What needs to be done> Continue the essay on Xena and its queer audience from its last sentence.

START Text block

Queer takes advantage of “mass” appeal, constructively utilizing those aspects that are considered by many cultural theorists to be most negative, unproductive, and even destructive (a connotation perhaps partly due to its affinity with queerness). Doty describes how the work of mass culture, especially that of a playful and/or fantastical nature, is commonly considered “regressive,” in that it offers a space for the viewer to experience a wider range of erotic desire “usually linked in Western cultures to nostalgic and romantic adult conceptions of childhood.” While this type of passive relaxation of boundaries is commonly considered immature and contemptible, Doty positions it as a positive process that can encourage “straight-identified audience members to express a less censored range of queer desire and pleasure than in everyday life.”44 (4) It is also possible to consider that gay-identified audience members could be invited into a range of desire that includes heterosexual elements, even while feeling safely attached to their own sexual identity. What this argument suggests, in terms of Xena, is that audiences considered to be logically separate (e.g. heterosexual and GLBT) are actually able to near a common gray-area of desire. It is, then, a commonality of queer experience that invites a broad demographic range, rather than the creation of a number of limited experiences geared towards a distinct number of different audience groups.

This aspect of the show has been highlighted by at least one cultural critic in a particularly devastating review written right after Xena‘s final episode, which ended the series with the brutal and untimely killing of its much-celebrated titular character. Written for The Gay and Lesbian Review, Robin Silverman’s “What Xena Giveth, Xena Taketh Away” discusses her growing realization, as a lesbian mother watching with her eight-year-old son, that the “unlikely bedfellows” which comprise Xena‘s diverse audience are not, as she and many had originally assumed, an indicator that “each took our discrete pleasure from what we were viewing.” (emphasis added) Rather, she finds that “this heterogeneous audience shared a common pleasure in Xena” — a conclusion she comes to after observing both herself and her young son, though emerging from distinct subjectivities, become equally invested in the relationship between Xena and Gabrielle (on a romantic, rather than sexual, plane).45 Ultimately, Silverman finds the inviting door that Xena‘s production of queerness opens to be “ruthlessly” deceptive in its lack of real-world queering potential that is, according to her, never accessed because of fear on the part of the show’s producers. Implicitly, then, she identifies coming out (in her words, “acknowledging that they are in love”) as a necessary next step for a show whose queerness set it up as a site of political potential.

Her arguments return focus to a question posed earlier: What is the relation of queer to GLB representation? To elaborate this question in light of both Silverman’s ire and Doty’s “call to action,” it could be useful to ask, further, whether or not those cultural artifacts that successfully elicit queer responses are obligated, in some way, to acknowledge their political significance to GLBT viewers and aim to agitate for social change? While these questions may never be conclusively answered, it is productive to speculate about how this potential has been used in the production of Xena. In terms of the show, Silverman and many others have adamantly posited that the single most important step that the show could have taken was to have its heroines “come out.”

END Text block
START Source data

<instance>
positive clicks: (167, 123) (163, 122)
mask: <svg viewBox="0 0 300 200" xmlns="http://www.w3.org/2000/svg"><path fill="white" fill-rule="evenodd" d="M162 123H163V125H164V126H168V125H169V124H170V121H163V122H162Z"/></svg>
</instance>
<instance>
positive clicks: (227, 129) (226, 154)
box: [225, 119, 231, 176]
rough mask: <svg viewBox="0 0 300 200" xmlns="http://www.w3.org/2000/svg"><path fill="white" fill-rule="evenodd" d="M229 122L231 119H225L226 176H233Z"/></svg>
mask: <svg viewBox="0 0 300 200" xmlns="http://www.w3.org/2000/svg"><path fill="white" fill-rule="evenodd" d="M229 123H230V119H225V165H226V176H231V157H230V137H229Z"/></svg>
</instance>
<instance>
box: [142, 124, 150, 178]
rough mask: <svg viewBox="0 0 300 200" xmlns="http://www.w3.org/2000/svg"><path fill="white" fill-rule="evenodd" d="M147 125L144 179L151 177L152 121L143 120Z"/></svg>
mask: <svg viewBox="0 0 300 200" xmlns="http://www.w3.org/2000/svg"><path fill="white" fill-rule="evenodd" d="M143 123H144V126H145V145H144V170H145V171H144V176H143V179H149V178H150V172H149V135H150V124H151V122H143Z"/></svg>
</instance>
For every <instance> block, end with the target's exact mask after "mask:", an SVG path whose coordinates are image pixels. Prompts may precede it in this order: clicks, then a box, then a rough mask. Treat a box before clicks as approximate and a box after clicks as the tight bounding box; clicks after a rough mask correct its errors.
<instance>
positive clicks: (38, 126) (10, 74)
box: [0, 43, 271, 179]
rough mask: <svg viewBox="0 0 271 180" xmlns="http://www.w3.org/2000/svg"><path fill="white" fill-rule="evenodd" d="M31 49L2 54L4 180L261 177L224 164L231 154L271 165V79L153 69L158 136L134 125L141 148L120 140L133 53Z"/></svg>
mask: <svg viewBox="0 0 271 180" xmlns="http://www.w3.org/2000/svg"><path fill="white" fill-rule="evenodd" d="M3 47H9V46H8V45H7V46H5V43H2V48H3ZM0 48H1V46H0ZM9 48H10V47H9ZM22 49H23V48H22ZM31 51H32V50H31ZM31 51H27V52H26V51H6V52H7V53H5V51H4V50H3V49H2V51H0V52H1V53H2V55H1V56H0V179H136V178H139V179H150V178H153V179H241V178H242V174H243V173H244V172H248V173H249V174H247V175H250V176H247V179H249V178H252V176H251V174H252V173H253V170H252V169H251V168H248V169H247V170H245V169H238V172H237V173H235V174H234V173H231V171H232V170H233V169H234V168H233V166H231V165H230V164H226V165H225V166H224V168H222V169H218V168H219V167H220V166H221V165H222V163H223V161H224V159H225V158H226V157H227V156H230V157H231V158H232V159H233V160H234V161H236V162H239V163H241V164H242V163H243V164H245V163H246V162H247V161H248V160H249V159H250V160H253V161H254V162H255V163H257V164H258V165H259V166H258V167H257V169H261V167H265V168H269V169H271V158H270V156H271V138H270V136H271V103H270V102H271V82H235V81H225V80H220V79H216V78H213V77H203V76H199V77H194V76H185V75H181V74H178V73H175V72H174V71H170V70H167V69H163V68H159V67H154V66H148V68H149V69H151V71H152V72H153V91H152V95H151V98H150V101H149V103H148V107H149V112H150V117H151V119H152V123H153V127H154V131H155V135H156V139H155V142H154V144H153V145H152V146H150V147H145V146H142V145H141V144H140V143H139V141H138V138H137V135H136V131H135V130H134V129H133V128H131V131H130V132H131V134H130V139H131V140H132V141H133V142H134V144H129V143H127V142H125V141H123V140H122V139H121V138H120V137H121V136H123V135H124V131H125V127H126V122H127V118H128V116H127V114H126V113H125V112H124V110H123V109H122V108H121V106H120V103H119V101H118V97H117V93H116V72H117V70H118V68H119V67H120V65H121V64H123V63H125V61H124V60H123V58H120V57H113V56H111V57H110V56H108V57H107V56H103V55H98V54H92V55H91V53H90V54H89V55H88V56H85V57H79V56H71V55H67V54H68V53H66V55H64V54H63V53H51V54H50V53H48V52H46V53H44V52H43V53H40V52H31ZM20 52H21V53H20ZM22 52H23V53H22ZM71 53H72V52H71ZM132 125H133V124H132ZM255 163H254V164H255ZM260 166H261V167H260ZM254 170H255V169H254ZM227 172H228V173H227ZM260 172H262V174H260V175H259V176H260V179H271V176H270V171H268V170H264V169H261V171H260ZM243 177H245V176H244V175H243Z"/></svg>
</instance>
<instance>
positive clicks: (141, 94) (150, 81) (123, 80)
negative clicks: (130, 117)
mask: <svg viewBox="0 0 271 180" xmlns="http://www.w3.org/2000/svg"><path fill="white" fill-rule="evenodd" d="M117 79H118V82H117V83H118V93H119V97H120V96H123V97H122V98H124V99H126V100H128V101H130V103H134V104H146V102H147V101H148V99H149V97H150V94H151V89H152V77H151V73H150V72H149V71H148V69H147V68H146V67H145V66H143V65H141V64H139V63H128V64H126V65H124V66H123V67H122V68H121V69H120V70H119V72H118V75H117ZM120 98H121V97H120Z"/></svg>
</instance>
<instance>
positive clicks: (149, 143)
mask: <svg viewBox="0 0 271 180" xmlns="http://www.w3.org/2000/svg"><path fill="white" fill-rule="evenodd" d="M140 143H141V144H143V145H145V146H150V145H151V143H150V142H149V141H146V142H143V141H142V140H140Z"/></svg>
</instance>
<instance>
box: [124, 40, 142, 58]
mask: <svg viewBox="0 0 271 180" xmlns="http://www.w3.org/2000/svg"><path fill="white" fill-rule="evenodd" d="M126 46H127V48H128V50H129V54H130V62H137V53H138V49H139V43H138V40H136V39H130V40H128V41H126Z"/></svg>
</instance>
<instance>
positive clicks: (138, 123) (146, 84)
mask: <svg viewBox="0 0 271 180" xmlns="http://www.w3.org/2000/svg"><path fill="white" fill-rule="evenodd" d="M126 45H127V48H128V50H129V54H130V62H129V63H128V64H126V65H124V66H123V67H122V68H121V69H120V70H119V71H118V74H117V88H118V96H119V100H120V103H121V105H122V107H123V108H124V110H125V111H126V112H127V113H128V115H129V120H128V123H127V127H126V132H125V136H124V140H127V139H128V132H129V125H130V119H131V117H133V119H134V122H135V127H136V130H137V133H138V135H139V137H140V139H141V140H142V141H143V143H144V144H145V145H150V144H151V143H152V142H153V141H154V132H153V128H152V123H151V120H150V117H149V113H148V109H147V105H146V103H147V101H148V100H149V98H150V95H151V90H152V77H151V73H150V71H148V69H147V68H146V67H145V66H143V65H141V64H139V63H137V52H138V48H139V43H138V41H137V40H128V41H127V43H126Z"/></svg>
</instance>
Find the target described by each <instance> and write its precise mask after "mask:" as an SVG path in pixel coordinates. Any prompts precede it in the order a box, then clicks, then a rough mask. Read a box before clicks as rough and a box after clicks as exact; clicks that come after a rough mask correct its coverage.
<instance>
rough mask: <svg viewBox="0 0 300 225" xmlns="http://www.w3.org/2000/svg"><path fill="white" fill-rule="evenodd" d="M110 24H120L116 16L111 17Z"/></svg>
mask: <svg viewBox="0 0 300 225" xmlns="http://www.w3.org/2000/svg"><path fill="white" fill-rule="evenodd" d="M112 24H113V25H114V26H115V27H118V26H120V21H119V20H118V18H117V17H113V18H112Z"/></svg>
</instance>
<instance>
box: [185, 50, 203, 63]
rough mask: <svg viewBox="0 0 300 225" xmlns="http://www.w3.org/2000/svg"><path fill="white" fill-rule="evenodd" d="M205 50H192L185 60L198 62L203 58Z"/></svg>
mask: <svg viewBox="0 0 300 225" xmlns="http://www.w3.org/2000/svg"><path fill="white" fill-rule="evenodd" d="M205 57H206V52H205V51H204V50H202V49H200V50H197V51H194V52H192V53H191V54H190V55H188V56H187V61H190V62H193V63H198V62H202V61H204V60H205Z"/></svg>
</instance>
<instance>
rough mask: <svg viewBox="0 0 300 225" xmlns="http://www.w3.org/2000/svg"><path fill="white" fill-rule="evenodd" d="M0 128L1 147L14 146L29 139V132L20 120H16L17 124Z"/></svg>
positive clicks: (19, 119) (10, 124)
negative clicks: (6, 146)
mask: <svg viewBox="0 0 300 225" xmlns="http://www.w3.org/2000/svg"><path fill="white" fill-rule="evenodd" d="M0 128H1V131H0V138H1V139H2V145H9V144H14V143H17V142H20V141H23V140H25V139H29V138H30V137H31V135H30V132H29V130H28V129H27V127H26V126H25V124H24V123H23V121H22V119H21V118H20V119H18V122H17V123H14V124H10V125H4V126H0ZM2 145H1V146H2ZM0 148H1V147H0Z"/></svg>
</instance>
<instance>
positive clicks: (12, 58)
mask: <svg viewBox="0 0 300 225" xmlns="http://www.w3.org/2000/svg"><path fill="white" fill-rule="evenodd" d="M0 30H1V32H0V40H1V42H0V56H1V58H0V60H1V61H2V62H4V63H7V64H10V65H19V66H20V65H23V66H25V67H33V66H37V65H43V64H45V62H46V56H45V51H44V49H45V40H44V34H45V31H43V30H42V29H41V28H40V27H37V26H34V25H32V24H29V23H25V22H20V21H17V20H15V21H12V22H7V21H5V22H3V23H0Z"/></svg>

END Source data

Task response>
To resituate this demand in its socio-political context, it would be perhaps most illustrative to juxtapose Xena (1995-2001) against another of the most controversial shows of the period: Ellen (1994-1998). The moderately popular sitcom made television history when its protagonist Ellen Morgan came out as prime-time television’s first explicitly lesbian lead — only to find her show abruptly canceled. There has been some scholarly and popular interest in reading Xena and Ellen’s developmental trajectories alongside each other, indicating that many consider a link between the two characters to be apt.47 Silverman’s article represents a position held by the segment of critics and fans who consider Ellen’s revelation of homosexuality to be the most necessary and admirable act for a lesbian/queer character to make, especially in an era pervaded by “don’t ask, don’t tell” politics. Comparatively, the popular representation of the warrior woman who would never let her love dare speak its name hardly seems like a model for progress, and has even considered reactionary for lesbian visibility.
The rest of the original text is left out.